**Extract provided**
::::
Negatives: Approach the problems that your team is facing due to a disruption/ crisis in a compassionate manner. Awaken your compassion and help the team with the negatives as they impact them.
- Put a bare minimum support program so people are not left without jobs, financial support or emotional compass.
Support culture: Let your team know that you are with them and develop the spirit of ‘we are all in this together’. Crises/ disruptions bring agony in their wake. Knowing that one is not alone, makes a huge difference.
- Create a culture of support like the Tatas that takes care of employees even when a transition is not on the cards.
- Look constantly for ways to create cohesiveness in the team. Celebrate the wins not only of colleagues but their families as well. Felicitate victories, support with scholarships and in various other ways.
Infrastructure: You need infrastructure in place before you undertake transition. In the current scenario, it could mean creation of professional workstations at homes of employees or a work from home SOP.
- Put the technology in place
- Train people for changes that appear on the horizon
- Finance the transition costs in a manner that the team does not feel the pinch and actually welcome the transition.
- Create SOP manuals, security protocols and a clear set of dos and don’ts that will guide team members during and after transition.
Technology: Ensure that your team is tech-aware and up to date with the latest in digital office solutions that can help you make the transition smoother.
::::
**Source data**
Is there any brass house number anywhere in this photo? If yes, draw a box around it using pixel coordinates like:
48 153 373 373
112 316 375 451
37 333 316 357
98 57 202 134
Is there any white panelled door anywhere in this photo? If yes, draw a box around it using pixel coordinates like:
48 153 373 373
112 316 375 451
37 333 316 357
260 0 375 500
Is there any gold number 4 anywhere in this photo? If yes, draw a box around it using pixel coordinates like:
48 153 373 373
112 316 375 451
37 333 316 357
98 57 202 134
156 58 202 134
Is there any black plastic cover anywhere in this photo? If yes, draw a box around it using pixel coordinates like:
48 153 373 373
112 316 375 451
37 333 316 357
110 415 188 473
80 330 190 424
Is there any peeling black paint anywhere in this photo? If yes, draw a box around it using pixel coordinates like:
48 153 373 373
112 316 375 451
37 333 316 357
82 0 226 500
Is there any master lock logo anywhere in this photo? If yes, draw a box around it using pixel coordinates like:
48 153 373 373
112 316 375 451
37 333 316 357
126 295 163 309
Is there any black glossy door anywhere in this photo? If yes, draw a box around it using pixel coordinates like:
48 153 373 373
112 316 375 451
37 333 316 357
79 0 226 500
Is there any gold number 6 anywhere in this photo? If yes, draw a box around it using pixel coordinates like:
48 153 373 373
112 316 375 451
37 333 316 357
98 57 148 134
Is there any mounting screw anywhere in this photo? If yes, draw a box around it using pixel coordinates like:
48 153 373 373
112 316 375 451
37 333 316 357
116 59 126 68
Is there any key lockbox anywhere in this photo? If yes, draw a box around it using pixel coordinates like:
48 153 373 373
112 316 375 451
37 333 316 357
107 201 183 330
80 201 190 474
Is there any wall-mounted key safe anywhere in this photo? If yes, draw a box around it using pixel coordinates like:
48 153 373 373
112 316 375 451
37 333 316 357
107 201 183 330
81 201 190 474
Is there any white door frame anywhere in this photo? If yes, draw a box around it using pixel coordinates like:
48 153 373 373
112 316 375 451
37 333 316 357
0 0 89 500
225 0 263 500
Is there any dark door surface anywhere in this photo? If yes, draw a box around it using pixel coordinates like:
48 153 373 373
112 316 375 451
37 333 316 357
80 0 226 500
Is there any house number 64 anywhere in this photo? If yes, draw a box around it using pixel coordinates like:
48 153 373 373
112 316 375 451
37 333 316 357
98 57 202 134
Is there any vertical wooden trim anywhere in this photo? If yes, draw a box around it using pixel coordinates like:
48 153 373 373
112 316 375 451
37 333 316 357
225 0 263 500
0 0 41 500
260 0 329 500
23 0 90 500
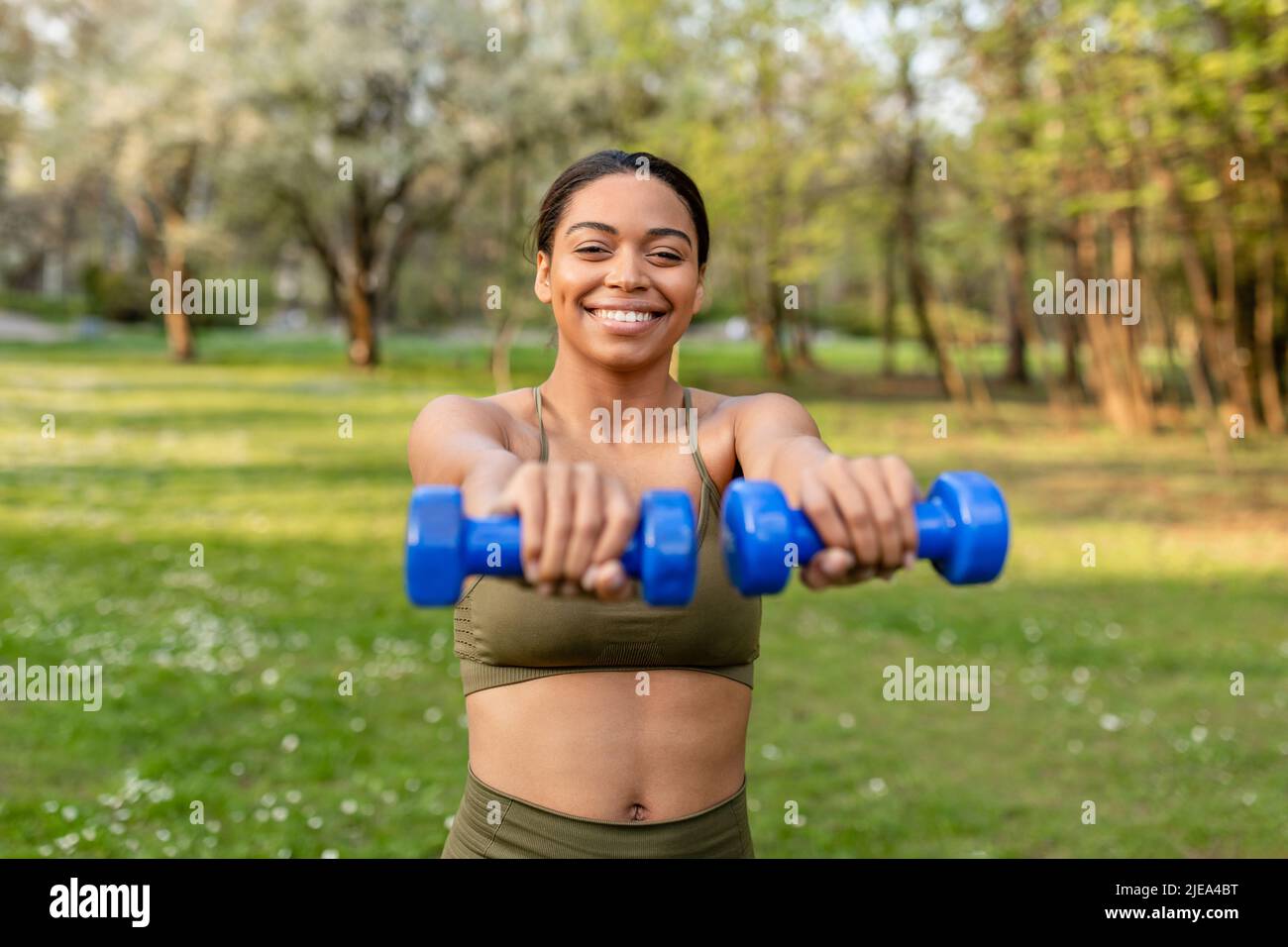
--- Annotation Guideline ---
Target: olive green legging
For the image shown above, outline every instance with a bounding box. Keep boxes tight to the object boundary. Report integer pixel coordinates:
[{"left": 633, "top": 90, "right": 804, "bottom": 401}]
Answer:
[{"left": 442, "top": 767, "right": 756, "bottom": 858}]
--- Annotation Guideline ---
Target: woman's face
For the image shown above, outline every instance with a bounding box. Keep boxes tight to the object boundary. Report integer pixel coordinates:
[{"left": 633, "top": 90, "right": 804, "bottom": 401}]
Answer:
[{"left": 536, "top": 172, "right": 703, "bottom": 368}]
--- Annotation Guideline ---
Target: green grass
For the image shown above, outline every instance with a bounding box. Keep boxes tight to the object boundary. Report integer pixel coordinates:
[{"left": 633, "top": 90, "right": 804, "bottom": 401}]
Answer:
[{"left": 0, "top": 331, "right": 1288, "bottom": 857}]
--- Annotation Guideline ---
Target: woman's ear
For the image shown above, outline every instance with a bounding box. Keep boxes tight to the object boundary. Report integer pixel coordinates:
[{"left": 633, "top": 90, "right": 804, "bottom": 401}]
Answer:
[{"left": 532, "top": 250, "right": 553, "bottom": 304}]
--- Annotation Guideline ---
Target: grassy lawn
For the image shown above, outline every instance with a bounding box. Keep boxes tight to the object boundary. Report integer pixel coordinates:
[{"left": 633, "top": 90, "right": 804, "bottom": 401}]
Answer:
[{"left": 0, "top": 333, "right": 1288, "bottom": 857}]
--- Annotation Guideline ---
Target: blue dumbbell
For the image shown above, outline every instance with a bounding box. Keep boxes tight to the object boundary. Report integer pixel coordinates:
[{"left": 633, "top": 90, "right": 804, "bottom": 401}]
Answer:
[
  {"left": 720, "top": 471, "right": 1010, "bottom": 595},
  {"left": 406, "top": 484, "right": 698, "bottom": 607}
]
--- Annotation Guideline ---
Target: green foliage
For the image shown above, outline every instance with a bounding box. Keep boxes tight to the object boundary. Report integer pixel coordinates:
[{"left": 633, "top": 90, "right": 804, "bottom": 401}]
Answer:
[{"left": 0, "top": 331, "right": 1288, "bottom": 857}]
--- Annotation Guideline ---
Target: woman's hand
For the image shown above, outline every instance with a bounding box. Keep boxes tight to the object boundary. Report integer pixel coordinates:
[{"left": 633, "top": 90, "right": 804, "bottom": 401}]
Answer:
[
  {"left": 800, "top": 454, "right": 921, "bottom": 588},
  {"left": 489, "top": 460, "right": 639, "bottom": 601}
]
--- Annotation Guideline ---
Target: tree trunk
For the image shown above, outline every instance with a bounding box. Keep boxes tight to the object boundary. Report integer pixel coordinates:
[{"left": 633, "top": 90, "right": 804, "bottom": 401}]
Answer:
[
  {"left": 1109, "top": 207, "right": 1154, "bottom": 430},
  {"left": 1076, "top": 213, "right": 1136, "bottom": 432},
  {"left": 1002, "top": 207, "right": 1031, "bottom": 385},
  {"left": 343, "top": 269, "right": 380, "bottom": 368},
  {"left": 492, "top": 314, "right": 519, "bottom": 394},
  {"left": 1253, "top": 233, "right": 1288, "bottom": 434},
  {"left": 881, "top": 222, "right": 898, "bottom": 377}
]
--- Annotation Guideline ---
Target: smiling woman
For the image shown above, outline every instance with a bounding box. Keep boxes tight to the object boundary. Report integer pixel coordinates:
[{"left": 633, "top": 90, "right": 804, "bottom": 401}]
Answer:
[{"left": 408, "top": 151, "right": 917, "bottom": 858}]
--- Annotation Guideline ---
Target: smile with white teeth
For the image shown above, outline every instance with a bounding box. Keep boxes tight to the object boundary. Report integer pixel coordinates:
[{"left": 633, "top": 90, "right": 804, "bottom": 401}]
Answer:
[{"left": 587, "top": 309, "right": 662, "bottom": 322}]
::::
**What the exercise asks**
Please extend the passage on supporting a team through a crisis-driven transition, picking up after its final sentence about keeping the team tech-aware.

**Output for this task**
- Be abreast of latest technological innovations in your field.
- Have a technology education system in place for your team in place.
- Do not shy of investing in technological innovation because if don’t someone will and you may be rendered useless in a world that has moved on.
- Have a strong technical support team in place. New technology will also throw unprecedented challenges during a transition.
Intelligence: Without data on the nature of disruption, efforts are blind. Keep reading, surfing, reading and listening.
- Know more than your competition
- Study what the best in your field are doing in more advanced markets.
- Always look for customized solutions that keep your society, culture, company ethos and other environmental factors in mind.
- Keep replenishing your library from the best sources like think tanks, universities and thought leaders even if the ideas do not directly pertain your field of work/ expertise.
Openness: Hire people who are open to new learning and acquisition of new skills as an adaptation strategy.
- Be a change leader by changing yourself for the better so others take inspiration from you.
- Be open with the layout of the office. Be on first name terms with every one. Encourage a culture where it is okay to disagree while keeping the language and tone respectful
- Prune the nay sayers and the ones who refuse to learn because in a battle for survival, it is the weakest in the pack who fall first
- Be a great listener. Reward great suggestions so everyone knows that openness is valued.
Nurture: Create work environments that are symbiotic and not parasitic. This is what makes soldiers risk their lives during war at the command of their leaders. How far would your men and women warriors follow you in the truly defining battles of your life?
- Get interested in the people beyond the job roles.
- Walk the extra mile to make life interesting, easier and more fruitful for your people.
- Reward any initiative that is aligned to the values of transition-readiness outlined in this article.
- Develop a sense of loyalty that inspires people to go all out to support you when the time of trial arrives.